§ EXCERPT PROVIDED
[start]
# Hybrid parallel system with awd vehicule



## imsomagic (May 11, 2016)

Hello!

I would like to know if the my concept is achievable. I have a Subaru Impreza 2.5i 2007 and I would like to had a AC motor in parallel. I can't add the motor where is the transmission, I was wondering if I can connect the electric motor to the timing belt (I will connect another belt to the timing belt and relocate the air intake to place the electric motor). The motor would give power to the wheel for 0 to around 60 km/h. Once the speed is high the electric motor will only charge the battery and the petrol engine will only work. At slow speed, the petrol engine will coast. 

The battery pack will be small to give around 30 km autonomy on electric motor only. The petrol engine is about 172 hp. I was thinking for a AC motor around 20-40 hp and peak to 100 hp. 

Maybe the problem will be about the acceleration pedal to prioritize the electric motor at slow speed. 

What do you think ?


----------



## Yabert (Feb 7, 2010)

Hi

A friend of mine is doing similar project with his BRZ.
He is doing this by the hard way since he build his motor who will replace a part of the drive shaft (RWD car). 
He plan to use a chevy Volt battery.

Your idea of using the timing belt seem strange to me, but I don't know subaru engine very well.
You can maybe have gas engine powering front wheel and an electric motor on the rear wheel.
Think at Lexus 450h or hybride Toyota Highlander. Their rear motors are really nice 50 Kw unit.



> At slow speed, the petrol engine will coast.


At city speed you can probably only use the electric power and turn off the gas engine.


----------



## imsomagic (May 11, 2016)

I got the this idea because the car is already awd and I can't add an electric motor near the transmission because the transmission is so big and I don't want to touch the interior of the car.


----------



## madderscience (Jun 28, 2008)

DIY hybrids are problematic for several reasons:

1) adding the weight and volume of the EV drive system without offsetting any of that gain by removing ICE stuff
2) complexity of managing two drive systems in a manner to actually achieve a net benefit.
3) locating the EV drive motor, when the ICE stuff is still in place. an AWD solution does make that part easier. In fact, some OEM AWD hybrids already work that way, the rear axle is solely electric powered. 

It should be telling that there are basically zero known DIY hybrid conversions that have been completed. At one point I think I heard of somebody who had done it with a full size pickup by putting the drive motor in series with the rear axle similar to what you are thinking, but it was a large vehicle with room to carry the extra stuff. And for his effort and cost I think I recall he could increase his gas mileage by 3-4mpg for an hour or so.


----------



## imsomagic (May 11, 2016)

I spoke with an electrical engineer who gave me some details. It is possible to connect the electric motor on the timing belt, even if it's not a Standard method. By cons, it is very difficult to operate the two motor assemblies because of the difference in torque. Best to run either one or the other. For the electric motor, the electric circuit must be protected to prevent the engine generates power at the wrong time and burn the batteries.
[end]
§ WRITTEN EXERCISE A
According to the forum thread about the hybrid Subaru, how much horsepower does the petrol engine have?

§ TASK INPUTS
[start]
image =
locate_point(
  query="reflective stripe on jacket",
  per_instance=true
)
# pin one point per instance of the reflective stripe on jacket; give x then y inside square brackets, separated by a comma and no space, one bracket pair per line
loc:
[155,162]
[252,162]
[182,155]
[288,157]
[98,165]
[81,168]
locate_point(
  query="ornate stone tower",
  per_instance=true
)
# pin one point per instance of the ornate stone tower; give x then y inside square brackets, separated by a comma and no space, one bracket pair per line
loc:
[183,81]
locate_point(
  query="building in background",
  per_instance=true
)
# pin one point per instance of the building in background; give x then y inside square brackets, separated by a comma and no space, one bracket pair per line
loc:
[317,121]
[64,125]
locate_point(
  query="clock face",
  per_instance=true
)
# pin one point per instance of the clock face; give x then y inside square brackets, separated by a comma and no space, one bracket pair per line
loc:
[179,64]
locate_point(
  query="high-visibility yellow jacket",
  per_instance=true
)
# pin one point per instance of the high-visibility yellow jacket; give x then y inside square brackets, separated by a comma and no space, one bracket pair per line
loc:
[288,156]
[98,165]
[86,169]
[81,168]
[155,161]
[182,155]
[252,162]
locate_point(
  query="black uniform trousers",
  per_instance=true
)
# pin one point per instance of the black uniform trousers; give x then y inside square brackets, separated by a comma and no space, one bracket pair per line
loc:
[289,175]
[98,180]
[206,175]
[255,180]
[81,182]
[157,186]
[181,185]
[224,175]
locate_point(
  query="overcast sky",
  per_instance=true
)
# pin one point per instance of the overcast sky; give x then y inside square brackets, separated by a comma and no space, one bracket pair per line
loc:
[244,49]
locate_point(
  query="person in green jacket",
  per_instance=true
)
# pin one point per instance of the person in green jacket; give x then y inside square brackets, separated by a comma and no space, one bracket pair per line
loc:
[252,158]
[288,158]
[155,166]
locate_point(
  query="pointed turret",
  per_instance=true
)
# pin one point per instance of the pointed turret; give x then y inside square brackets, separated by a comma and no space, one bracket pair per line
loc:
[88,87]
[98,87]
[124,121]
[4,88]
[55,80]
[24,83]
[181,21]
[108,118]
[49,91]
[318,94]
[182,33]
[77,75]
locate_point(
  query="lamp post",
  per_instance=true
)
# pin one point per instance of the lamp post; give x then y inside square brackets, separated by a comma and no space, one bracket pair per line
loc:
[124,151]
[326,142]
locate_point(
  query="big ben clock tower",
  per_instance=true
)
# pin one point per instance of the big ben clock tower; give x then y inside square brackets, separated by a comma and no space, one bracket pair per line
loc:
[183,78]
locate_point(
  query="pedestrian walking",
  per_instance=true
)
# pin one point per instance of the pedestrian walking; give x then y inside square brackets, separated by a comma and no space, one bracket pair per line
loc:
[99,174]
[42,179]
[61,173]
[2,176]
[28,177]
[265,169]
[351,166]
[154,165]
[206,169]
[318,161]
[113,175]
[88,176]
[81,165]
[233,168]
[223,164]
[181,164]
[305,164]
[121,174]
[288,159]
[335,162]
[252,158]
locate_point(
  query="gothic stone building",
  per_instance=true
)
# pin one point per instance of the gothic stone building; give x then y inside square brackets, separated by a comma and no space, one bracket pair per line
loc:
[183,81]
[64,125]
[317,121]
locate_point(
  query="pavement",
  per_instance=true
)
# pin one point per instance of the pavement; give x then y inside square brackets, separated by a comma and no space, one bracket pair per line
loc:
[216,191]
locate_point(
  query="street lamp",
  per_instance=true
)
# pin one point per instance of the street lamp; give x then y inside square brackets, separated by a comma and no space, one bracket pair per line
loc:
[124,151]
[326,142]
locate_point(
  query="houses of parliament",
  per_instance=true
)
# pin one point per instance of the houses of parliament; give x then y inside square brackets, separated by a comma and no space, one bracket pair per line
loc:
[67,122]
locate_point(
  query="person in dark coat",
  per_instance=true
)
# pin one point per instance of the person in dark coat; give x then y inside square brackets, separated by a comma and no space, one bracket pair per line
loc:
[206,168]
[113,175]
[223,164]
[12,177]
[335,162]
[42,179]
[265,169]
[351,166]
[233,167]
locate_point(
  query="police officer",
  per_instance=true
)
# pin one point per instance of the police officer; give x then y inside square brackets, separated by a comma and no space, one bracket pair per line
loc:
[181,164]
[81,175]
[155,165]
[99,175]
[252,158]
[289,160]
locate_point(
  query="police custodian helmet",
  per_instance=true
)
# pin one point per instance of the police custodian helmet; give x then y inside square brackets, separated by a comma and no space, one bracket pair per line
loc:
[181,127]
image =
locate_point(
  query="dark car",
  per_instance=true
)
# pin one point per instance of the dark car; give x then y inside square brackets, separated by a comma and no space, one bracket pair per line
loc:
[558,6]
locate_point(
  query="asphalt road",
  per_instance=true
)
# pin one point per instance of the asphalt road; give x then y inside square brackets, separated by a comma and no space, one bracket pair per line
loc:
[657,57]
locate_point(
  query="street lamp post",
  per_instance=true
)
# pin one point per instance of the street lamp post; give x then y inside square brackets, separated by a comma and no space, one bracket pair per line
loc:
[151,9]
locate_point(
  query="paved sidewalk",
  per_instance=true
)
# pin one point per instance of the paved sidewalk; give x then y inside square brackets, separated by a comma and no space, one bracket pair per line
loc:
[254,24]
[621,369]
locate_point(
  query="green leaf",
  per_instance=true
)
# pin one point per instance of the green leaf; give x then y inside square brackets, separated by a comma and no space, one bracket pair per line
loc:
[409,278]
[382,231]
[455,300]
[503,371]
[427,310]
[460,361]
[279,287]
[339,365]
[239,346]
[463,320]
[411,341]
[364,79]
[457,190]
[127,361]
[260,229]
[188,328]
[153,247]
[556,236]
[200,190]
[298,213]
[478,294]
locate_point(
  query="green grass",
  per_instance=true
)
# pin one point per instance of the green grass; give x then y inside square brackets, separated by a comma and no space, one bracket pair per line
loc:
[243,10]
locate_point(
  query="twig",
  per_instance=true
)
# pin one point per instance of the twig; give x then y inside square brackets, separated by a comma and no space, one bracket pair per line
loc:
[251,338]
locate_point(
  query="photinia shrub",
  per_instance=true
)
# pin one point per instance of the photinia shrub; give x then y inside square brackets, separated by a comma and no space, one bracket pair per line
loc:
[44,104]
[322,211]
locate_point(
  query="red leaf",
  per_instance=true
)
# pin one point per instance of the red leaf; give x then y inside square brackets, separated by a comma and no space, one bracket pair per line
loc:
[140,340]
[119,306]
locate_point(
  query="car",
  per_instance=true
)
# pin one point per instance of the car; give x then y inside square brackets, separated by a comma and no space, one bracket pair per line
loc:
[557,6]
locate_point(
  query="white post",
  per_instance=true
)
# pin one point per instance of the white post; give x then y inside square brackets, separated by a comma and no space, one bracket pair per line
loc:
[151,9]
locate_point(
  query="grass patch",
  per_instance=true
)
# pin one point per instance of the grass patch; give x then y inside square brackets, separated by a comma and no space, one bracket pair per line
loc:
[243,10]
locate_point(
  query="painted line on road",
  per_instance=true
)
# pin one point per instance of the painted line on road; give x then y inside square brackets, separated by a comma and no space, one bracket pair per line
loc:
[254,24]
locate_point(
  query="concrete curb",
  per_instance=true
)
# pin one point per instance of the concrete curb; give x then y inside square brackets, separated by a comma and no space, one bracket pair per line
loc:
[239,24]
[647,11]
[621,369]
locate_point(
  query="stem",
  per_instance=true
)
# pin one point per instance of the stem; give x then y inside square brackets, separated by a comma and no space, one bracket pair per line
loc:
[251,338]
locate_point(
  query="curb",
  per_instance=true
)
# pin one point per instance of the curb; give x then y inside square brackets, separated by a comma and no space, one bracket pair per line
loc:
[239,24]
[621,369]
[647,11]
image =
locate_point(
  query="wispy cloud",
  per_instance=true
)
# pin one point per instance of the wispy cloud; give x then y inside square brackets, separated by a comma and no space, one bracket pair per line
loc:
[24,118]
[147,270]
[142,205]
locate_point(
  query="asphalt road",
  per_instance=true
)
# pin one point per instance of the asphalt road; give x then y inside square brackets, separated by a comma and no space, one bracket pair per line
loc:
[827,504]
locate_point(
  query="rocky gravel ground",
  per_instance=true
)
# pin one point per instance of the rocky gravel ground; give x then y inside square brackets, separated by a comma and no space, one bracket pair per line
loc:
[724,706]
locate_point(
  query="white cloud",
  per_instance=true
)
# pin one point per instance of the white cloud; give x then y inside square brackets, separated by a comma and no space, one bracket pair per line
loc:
[end]
§ WRITTEN EXERCISE B
Report only the number of lines in the records that contain the string "photinia". Case matters.

§ TASK RESPONSE A
About 172 hp.

§ TASK RESPONSE B
2